> [Texto fornecido]
# # # # # # #
Roberto Mancuzo Buarque de Hollanda

Roberto Mancuzo

CRÔNICA - Roberto Mancuzo

Data 25/04/2023
Horário 06:00

Desde pequeno, quando passava pelo quarto dos meus pais eu lembro de ver uma fotografia do lado de dentro da porta do armário que guardava as roupas de minha mãe.
Era uma página de revista, na verdade, com o retrato enorme de um homem muito bonito, cabelos quase grisalhos, meio encaracolados, e olhos “oceanamente” azuis. 
No começo até fiquei encanado. Como minha mãe tinha a foto de alguém no guarda-roupa que não fosse do meu pai? Mas logo descobri que não era uma pessoa qualquer. 
Era o Chico Buarque e bem, trocando em miúdos, está perdoada, claro. 
Trago para a crônica de hoje o homem que canta coisas de amor porque quatro anos depois de ter sido anunciado vencedor da maior honraria da Língua Portuguesa, Chico só recebeu o “prêmio Camões” nesta segunda (24), das mãos do presidente Luiz Inácio Lula da Silva.
# # # # # # #
> [Material fornecido]
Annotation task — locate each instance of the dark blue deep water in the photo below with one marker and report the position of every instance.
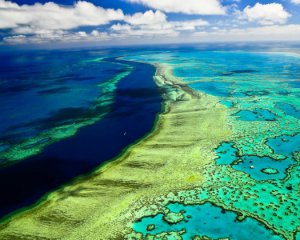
(132, 116)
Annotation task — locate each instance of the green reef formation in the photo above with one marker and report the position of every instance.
(223, 167)
(64, 129)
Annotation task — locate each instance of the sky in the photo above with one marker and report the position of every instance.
(121, 22)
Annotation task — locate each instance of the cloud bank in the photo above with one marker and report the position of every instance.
(201, 7)
(266, 14)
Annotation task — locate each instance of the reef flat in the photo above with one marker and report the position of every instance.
(222, 161)
(173, 157)
(53, 103)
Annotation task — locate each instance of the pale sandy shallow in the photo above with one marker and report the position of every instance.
(171, 158)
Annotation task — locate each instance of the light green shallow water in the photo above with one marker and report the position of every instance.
(256, 173)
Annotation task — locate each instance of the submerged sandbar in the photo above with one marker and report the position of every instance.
(171, 158)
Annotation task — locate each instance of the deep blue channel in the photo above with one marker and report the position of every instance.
(132, 116)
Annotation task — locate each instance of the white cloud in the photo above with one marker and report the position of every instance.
(266, 14)
(47, 36)
(201, 7)
(146, 18)
(265, 33)
(295, 1)
(51, 16)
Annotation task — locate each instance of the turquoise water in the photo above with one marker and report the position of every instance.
(257, 169)
(207, 220)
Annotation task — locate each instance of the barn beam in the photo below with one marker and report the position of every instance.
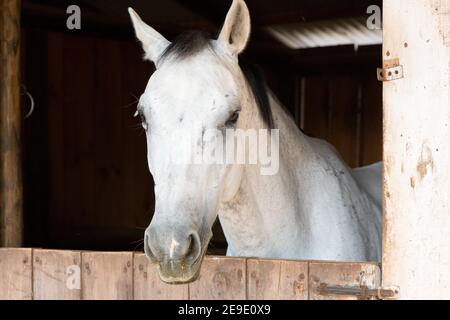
(416, 246)
(10, 126)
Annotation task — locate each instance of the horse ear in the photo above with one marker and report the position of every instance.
(152, 41)
(236, 29)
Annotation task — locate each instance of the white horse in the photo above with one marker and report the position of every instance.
(314, 208)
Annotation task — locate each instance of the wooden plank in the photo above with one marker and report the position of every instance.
(16, 274)
(221, 279)
(416, 248)
(148, 285)
(11, 224)
(277, 280)
(107, 276)
(56, 275)
(341, 274)
(371, 143)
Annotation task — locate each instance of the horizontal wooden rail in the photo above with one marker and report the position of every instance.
(73, 275)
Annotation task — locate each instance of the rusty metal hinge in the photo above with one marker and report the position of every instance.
(362, 292)
(392, 70)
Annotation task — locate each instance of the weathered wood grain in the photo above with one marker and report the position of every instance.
(277, 280)
(220, 278)
(341, 274)
(416, 248)
(56, 275)
(148, 285)
(107, 276)
(16, 274)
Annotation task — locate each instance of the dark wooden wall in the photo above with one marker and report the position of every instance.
(87, 184)
(346, 110)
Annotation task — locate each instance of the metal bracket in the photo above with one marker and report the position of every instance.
(362, 293)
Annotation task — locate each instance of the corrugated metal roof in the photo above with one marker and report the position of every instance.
(351, 31)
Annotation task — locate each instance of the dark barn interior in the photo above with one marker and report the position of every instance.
(87, 185)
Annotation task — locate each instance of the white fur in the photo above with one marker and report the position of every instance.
(314, 208)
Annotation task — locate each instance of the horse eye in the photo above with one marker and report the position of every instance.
(233, 119)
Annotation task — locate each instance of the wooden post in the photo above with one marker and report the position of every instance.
(10, 125)
(416, 246)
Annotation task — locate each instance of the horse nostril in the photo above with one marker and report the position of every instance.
(194, 249)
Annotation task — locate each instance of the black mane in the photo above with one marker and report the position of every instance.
(190, 43)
# # # # # # #
> [Tarefas]
(a) Segundo a crônica, das mãos de quem Chico Buarque recebeu o prêmio Camões?
(b) Reproduza o trecho da crônica que começa em "Desde pequeno, quando" e termina em "está perdoada, claro.", trocando "revista" por "jornal".

> [Respostas por tarefa]
(a) Das mãos do presidente Luiz Inácio Lula da Silva.

(b)
Desde pequeno, quando passava pelo quarto dos meus pais eu lembro de ver uma fotografia do lado de dentro da porta do armário que guardava as roupas de minha mãe.
Era uma página de jornal, na verdade, com o retrato enorme de um homem muito bonito, cabelos quase grisalhos, meio encaracolados, e olhos “oceanamente” azuis. 
No começo até fiquei encanado. Como minha mãe tinha a foto de alguém no guarda-roupa que não fosse do meu pai? Mas logo descobri que não era uma pessoa qualquer. 
Era o Chico Buarque e bem, trocando em miúdos, está perdoada, claro.